## INPUT ROWS

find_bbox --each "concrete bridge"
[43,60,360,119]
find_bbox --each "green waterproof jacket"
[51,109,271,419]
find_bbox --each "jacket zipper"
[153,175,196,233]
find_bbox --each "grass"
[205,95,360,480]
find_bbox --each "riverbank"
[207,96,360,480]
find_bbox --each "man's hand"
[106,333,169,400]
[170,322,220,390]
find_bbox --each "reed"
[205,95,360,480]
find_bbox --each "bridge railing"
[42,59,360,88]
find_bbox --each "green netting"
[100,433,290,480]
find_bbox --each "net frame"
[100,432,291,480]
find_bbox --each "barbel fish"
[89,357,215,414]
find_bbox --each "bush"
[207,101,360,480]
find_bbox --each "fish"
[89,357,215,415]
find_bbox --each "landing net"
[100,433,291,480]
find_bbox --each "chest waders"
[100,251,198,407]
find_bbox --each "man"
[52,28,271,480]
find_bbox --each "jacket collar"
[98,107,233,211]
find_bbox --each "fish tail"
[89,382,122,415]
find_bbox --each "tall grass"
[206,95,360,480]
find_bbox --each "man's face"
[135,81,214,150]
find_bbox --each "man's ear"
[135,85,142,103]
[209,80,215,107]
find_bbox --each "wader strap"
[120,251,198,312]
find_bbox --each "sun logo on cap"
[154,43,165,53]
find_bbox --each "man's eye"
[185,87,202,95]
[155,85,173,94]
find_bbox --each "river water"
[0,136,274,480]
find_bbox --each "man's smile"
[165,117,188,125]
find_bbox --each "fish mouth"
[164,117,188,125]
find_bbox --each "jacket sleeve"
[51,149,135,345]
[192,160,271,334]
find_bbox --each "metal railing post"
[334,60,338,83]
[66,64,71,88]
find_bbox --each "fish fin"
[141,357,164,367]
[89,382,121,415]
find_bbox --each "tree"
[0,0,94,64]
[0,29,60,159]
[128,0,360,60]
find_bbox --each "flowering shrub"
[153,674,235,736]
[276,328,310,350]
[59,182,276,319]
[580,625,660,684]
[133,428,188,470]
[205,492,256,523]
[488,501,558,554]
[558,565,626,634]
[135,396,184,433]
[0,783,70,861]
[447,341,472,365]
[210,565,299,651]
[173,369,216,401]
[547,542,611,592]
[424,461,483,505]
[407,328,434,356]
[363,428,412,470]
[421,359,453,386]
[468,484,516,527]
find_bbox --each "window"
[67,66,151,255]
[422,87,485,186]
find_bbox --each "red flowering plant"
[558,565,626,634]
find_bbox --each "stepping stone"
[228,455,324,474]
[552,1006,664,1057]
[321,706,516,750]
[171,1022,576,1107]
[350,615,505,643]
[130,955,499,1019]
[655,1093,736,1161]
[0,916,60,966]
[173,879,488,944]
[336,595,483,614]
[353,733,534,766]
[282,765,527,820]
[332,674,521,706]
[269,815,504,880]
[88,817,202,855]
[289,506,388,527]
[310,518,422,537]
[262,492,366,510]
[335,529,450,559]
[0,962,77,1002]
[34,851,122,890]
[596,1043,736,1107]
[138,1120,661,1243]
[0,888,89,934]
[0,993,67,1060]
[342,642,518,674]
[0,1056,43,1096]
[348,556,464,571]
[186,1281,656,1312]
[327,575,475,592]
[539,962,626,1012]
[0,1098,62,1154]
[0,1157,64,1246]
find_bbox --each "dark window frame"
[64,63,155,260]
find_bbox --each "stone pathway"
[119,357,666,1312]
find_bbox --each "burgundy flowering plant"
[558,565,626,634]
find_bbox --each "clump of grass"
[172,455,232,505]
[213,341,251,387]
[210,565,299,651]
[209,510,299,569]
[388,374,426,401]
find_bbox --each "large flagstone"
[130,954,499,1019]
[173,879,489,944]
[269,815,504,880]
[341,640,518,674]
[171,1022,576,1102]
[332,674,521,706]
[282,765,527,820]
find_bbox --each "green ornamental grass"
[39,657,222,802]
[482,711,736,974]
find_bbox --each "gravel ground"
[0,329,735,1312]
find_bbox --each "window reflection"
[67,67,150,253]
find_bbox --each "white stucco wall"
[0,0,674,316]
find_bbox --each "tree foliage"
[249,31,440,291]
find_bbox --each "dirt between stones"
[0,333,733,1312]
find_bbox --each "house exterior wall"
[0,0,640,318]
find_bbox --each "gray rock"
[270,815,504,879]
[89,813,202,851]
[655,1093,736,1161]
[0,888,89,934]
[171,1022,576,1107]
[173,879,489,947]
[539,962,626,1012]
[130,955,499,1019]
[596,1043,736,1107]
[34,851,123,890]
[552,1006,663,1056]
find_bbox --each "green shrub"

## WHAT TO DO
Reproduce the records verbatim, from the first line through the line containing "[135,81,214,150]", including both of these lines.

## SOLUTION FOR THIS PROBLEM
find_bbox --each "concrete bridge"
[43,60,360,119]
find_bbox --each "green waterproof jacket"
[51,109,271,419]
find_bbox --each "jacket zipper"
[153,175,196,233]
find_bbox --each "grass"
[205,95,360,480]
find_bbox --each "riverbank"
[207,96,360,480]
find_bbox --each "man's hand"
[106,333,169,400]
[170,322,220,390]
find_bbox --each "reed"
[205,95,360,480]
find_bbox --each "bridge railing"
[42,59,360,88]
find_bbox --each "green netting"
[100,433,290,480]
find_bbox --each "net frame"
[100,432,291,480]
find_bbox --each "barbel fish"
[89,357,215,414]
find_bbox --each "bush"
[207,101,360,480]
find_bbox --each "fish"
[89,357,215,415]
find_bbox --each "landing net"
[100,433,291,480]
find_bbox --each "chest waders"
[100,251,198,407]
find_bbox --each "man"
[52,28,271,480]
find_bbox --each "jacket collar"
[98,107,233,211]
find_bbox --each "fish tail"
[89,382,122,415]
find_bbox --each "tall grass"
[206,95,360,480]
find_bbox --each "man's face"
[135,81,214,150]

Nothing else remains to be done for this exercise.